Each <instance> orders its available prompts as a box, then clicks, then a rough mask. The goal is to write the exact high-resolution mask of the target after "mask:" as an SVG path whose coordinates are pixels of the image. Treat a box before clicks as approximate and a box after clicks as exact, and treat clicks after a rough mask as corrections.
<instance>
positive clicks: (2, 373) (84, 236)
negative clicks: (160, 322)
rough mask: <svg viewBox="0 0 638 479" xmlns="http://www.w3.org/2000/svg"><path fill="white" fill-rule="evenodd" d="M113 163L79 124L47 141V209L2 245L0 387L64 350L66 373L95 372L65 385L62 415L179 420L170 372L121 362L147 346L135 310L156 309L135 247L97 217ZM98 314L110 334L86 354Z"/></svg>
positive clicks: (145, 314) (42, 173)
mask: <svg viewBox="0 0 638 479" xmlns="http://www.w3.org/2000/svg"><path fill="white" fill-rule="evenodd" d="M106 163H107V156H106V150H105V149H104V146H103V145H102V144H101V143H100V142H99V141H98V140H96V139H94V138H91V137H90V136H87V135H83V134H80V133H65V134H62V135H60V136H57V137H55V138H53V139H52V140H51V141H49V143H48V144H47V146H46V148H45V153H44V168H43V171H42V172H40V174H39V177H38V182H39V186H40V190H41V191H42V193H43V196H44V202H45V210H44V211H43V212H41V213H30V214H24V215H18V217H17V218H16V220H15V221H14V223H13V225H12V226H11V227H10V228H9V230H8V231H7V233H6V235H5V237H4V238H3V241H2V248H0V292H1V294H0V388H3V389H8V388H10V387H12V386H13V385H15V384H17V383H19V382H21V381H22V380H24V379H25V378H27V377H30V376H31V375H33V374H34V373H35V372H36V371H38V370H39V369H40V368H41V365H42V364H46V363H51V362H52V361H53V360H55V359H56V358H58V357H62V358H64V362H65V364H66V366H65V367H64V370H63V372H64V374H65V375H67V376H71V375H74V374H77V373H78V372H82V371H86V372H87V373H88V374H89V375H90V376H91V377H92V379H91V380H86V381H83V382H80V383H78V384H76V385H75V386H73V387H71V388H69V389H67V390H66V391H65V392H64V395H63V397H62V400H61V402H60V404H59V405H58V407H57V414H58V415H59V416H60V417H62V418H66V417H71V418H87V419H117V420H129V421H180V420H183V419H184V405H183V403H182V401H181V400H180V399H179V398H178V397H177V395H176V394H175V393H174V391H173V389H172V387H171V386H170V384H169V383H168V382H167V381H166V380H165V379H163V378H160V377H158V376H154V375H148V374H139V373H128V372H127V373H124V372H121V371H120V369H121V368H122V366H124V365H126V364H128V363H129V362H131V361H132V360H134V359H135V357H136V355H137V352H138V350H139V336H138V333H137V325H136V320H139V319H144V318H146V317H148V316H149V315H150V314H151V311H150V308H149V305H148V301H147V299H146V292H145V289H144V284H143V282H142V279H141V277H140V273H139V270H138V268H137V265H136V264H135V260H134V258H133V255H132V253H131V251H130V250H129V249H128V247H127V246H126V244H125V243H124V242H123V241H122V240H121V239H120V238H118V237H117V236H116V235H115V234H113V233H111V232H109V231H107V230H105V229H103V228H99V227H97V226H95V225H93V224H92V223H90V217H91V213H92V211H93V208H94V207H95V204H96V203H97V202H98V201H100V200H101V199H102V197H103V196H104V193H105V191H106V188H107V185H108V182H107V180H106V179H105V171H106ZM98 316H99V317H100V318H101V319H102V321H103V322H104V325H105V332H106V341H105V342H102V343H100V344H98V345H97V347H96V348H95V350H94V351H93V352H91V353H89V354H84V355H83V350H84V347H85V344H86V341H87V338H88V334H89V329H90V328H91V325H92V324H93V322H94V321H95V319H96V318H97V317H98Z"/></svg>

━━━━━━━━

THE PROBLEM: Reproduce every item above word for word, changing nothing.

FINISHED TASK:
Each <instance> orders its available prompts as a box, then clicks, then a rough mask. The goal is to write the exact high-resolution mask of the target after "mask:" as an SVG path whose coordinates are pixels of the image. Treat a box before clicks as approximate and a box after clicks as exact, and treat clicks after a rough mask as corrections.
<instance>
positive clicks: (2, 373) (84, 236)
negative clicks: (160, 322)
rough mask: <svg viewBox="0 0 638 479" xmlns="http://www.w3.org/2000/svg"><path fill="white" fill-rule="evenodd" d="M113 163L79 124L47 141V209L2 245L0 387L64 350L66 373L95 372L65 385L62 415L179 420L170 372L121 362L147 346L135 310L156 309L135 247L97 217ZM98 314L110 334L86 354Z"/></svg>
positive clicks: (145, 314) (42, 173)
mask: <svg viewBox="0 0 638 479" xmlns="http://www.w3.org/2000/svg"><path fill="white" fill-rule="evenodd" d="M106 163H107V156H106V150H105V149H104V146H103V145H102V144H101V143H100V142H99V141H98V140H96V139H94V138H91V137H90V136H87V135H83V134H80V133H65V134H62V135H60V136H57V137H55V138H53V139H52V140H51V141H49V143H48V144H47V146H46V148H45V153H44V168H43V171H42V172H40V174H39V177H38V182H39V186H40V190H41V191H42V193H43V196H44V202H45V210H44V211H43V212H41V213H30V214H24V215H18V217H17V218H16V220H15V221H14V223H13V225H12V226H11V227H10V228H9V230H8V231H7V233H6V235H5V237H4V238H3V241H2V248H0V292H1V294H0V388H3V389H8V388H10V387H12V386H13V385H15V384H17V383H19V382H21V381H22V380H24V379H25V378H27V377H30V376H31V375H33V374H34V373H35V372H36V371H38V370H39V369H40V368H41V365H42V364H46V363H51V362H52V361H53V360H55V359H56V358H58V357H62V358H64V362H65V364H66V366H65V367H64V370H63V372H64V374H65V375H67V376H71V375H74V374H77V373H78V372H82V371H86V372H87V373H88V374H89V375H90V376H91V377H92V379H91V380H86V381H83V382H80V383H78V384H76V385H75V386H73V387H71V388H69V389H67V390H66V391H65V392H64V395H63V397H62V400H61V402H60V404H59V405H58V407H57V414H58V415H59V416H60V417H62V418H66V417H71V418H87V419H117V420H129V421H180V420H183V419H184V405H183V403H182V401H181V400H180V399H179V398H178V397H177V395H176V394H175V393H174V391H173V389H172V387H171V386H170V384H169V383H168V382H167V381H166V380H165V379H163V378H160V377H158V376H154V375H148V374H139V373H128V372H127V373H124V372H121V371H120V369H121V368H122V366H124V365H126V364H128V363H129V362H131V361H132V360H134V359H135V357H136V355H137V352H138V350H139V336H138V333H137V325H136V320H139V319H144V318H146V317H148V316H149V315H150V314H151V311H150V308H149V305H148V301H147V299H146V292H145V289H144V284H143V282H142V279H141V277H140V273H139V270H138V268H137V265H136V264H135V260H134V258H133V255H132V253H131V251H130V250H129V249H128V247H127V246H126V244H125V243H124V242H123V241H122V240H121V239H120V238H118V237H117V236H116V235H115V234H113V233H111V232H109V231H107V230H105V229H103V228H99V227H97V226H95V225H93V224H92V223H90V217H91V213H92V211H93V208H94V207H95V204H96V203H97V202H98V201H100V200H101V199H102V197H103V196H104V193H105V191H106V188H107V185H108V182H107V180H106V179H105V171H106ZM98 316H99V317H100V318H101V319H102V321H103V322H104V325H105V332H106V341H105V342H102V343H100V344H98V345H97V347H96V348H95V350H94V351H93V352H91V353H89V354H84V355H83V350H84V347H85V344H86V341H87V338H88V334H89V329H90V328H91V325H92V324H93V322H94V321H95V319H96V318H97V317H98Z"/></svg>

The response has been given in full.